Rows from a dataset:

## Begin

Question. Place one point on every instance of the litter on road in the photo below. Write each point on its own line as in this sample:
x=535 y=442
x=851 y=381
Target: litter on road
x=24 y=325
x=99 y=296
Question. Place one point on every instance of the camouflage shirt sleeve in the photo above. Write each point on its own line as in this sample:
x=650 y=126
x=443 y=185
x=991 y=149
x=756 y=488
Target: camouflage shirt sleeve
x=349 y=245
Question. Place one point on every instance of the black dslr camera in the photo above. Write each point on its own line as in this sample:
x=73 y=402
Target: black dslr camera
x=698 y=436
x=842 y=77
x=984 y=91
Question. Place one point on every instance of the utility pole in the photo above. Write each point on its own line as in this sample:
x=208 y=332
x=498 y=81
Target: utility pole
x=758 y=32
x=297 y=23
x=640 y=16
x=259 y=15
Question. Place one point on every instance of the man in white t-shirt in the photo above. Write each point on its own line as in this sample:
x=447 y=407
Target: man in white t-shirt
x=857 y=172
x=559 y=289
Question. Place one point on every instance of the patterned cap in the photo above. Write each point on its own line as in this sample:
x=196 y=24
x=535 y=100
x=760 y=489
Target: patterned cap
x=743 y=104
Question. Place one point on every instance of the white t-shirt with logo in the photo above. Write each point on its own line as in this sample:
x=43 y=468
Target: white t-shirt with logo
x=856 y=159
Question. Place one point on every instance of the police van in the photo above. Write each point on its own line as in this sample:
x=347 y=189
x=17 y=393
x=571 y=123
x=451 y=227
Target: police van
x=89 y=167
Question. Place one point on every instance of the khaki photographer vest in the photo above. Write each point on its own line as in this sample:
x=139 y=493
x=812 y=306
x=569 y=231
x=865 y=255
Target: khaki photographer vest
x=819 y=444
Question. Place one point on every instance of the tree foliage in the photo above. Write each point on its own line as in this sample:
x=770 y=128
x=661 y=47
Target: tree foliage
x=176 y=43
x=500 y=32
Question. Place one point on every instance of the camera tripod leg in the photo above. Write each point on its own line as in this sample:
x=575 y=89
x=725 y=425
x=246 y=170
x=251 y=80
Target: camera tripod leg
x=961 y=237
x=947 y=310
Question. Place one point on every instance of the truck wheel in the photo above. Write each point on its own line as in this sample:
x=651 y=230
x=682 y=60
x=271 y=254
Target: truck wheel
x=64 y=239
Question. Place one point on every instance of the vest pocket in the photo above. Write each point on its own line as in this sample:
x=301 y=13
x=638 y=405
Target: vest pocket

## End

▶ _AIM_: Repeat only the stretch of lines starting at the one containing "Question. Place one point on every instance of the patterned" and running to the final line of the entries above.

▶ _OUTPUT OF THE EXERCISE_:
Question. Place one point on every instance of the patterned cap in the photo above. Write each point on its own line as in this sample:
x=196 y=24
x=535 y=100
x=760 y=489
Target: patterned cap
x=743 y=104
Question. Place one point on every instance of the white t-shirt with logo in the photo above. Write each point on its own line as in this sample:
x=43 y=468
Target: white t-shirt with logo
x=856 y=159
Question. Place one point on every instance of the police van in the photo above. Write each point on its own line as in this sample:
x=347 y=189
x=17 y=393
x=571 y=123
x=451 y=227
Target: police van
x=89 y=167
Question. Place one point on every instance of the khaki photographer vest in the photo above. Write each point on its own line as in this sample:
x=139 y=493
x=812 y=306
x=569 y=231
x=865 y=255
Target: khaki photographer vest
x=819 y=444
Question. Place one point on every instance of the tree foliage in the photo above. Write each point on its own line as in this sample:
x=770 y=128
x=661 y=47
Target: tree foliage
x=176 y=43
x=500 y=32
Question. Place one point on every instance of the camera tripod leg in the photo above. Write each point on its own line as in this sample:
x=575 y=89
x=725 y=425
x=246 y=170
x=251 y=80
Target: camera tripod leg
x=961 y=237
x=947 y=310
Question. Place one point on every instance of the truck wheel in the photo above. Write each point on its own line as in this sample:
x=651 y=230
x=682 y=60
x=271 y=254
Target: truck wheel
x=64 y=239
Question. Place one point on every instance of the vest pocket in the photo above. Write each point on its own line as in this sample:
x=301 y=13
x=638 y=405
Target: vest pocket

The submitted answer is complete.